Text passage

As Satinover says in The Gay Gene?
What about all the evidence that shows that homosexuality "is genetic"? There is not any, and none of the research itself claims there is; only the press and, sadly, certain researchers do-when speaking in sound bites to the public.We are not making our own argument, rather, it's the argument from radicals that we are clarifying. As I see it, it's important to remind everybody there is no evidence of a gay gene despite whate we might hear from the radicals and the press.
I don't know why you referred me to post 76, as if that is telling me something I didn't know or agree with.
Perhaps naive was the not the best word I could have used, but you wrongly interpreted my application of it . You are correct, and actually agreeing with me (and I think need to re-read my post more carefully), when you say that the homosexual chooses a lifestyle. My point is that well prior to that choice, usually made as an adult, the urges are already well-established due to environmental factors.
As I stated before, the choice comes when a person recognizes those urges and decides what to do about them. However, it's been my experience that people who just blurt out "it's a choice" are usually saying that the person just chose to behave that way, without any deep-rooted emotional trauma having programmed them toward it. Granted, there are rare cases where it's simply the result of hedonistic experimentation, but for most it's simply not a conscious choice to feel a certain way, any more than I reached a point in life where I made a decision to be attracted to women. Dismissing it as a choice is usually just a sign of ignorance about the nature of homosexuality and/or laziness with regard to feeling any responsibility to be compassionate towards these damaged human beings. That lack of compassion tends to give them a martyr complex and further entrench them in the behavior rather than offer them any hope of a way out of it.
That's not a great point, that's an excellent point.
I really think everybody could benefit from watching the I Do Exist video and hearing for themselves what ex-gays have said about their same-sex attraction... Their same-sex attraction was not a choice because they were confused. Once their confusion is lifted the same-sex attraction diminishes, some completely and some not completely. Sexuality is a very complicated issue so we should expect different levels of healing.
Of course acting on same-sex attraction is always a choice so perhaps folks can better make their point by clarifying what they mean when using the word choice in this regard.

Input data
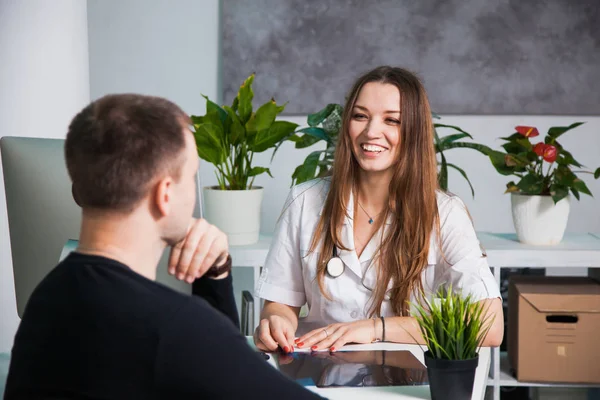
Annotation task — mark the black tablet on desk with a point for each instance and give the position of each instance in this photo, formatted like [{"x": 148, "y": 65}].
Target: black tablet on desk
[{"x": 354, "y": 368}]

Required work
Continue the discussion above about whether same-sex attraction is a choice, starting after its final sentence.

Answer section
So for the 4th time I guess normal heterosexuals only like the opposite sex because of society? BS*infinity!
We ARE prewired to do certain things. Some of us are prewired to be smart, dumb, tall, short, blue eyed, brown eyed, etc. What is it about gays and genes that makes certain conservatives take the all or nothing approach? GAYS and the anti-American left are the ones who say it is 100% genetic and they are just as wrong as conservative who say it is 100% society. The reason for the fags demanding the genetic cause is so they do not have to take responsibility for their actions. The reason some conservative refuse to believe that some fags are born that way is because it might give the fags an excuse. It does not.
Behavior is behavior regardless of the cause. Why the heck do normal logically thinking people have a problem with placing the blame where it belongs and that is the individual who feels it is OK to act on any perverted desire that comes to mind?
Sigh. That's not what I said. It's a complicated issue and many just can't grasp the issues.
GAYS and the anti-American left are the ones who say it is 100% genetic
Not entirely true. Those who have bought the gay gene lie also repeat the lie, some of whom are on this forum.
and they are just as wrong as conservative who say it is 100% society.
Society is the wrong term to use where environment is a much better term. I encourage you to read How Might Homosexuality Develop? Putting the Pieces Together. See my profile for more information.
The reason some conservative refuse to believe that some fags are born that way is because it might give the fags an excuse. It does not.
There is no evidence homosexuals are born that way. Of course I'm more than interested in anything you have to the contrary.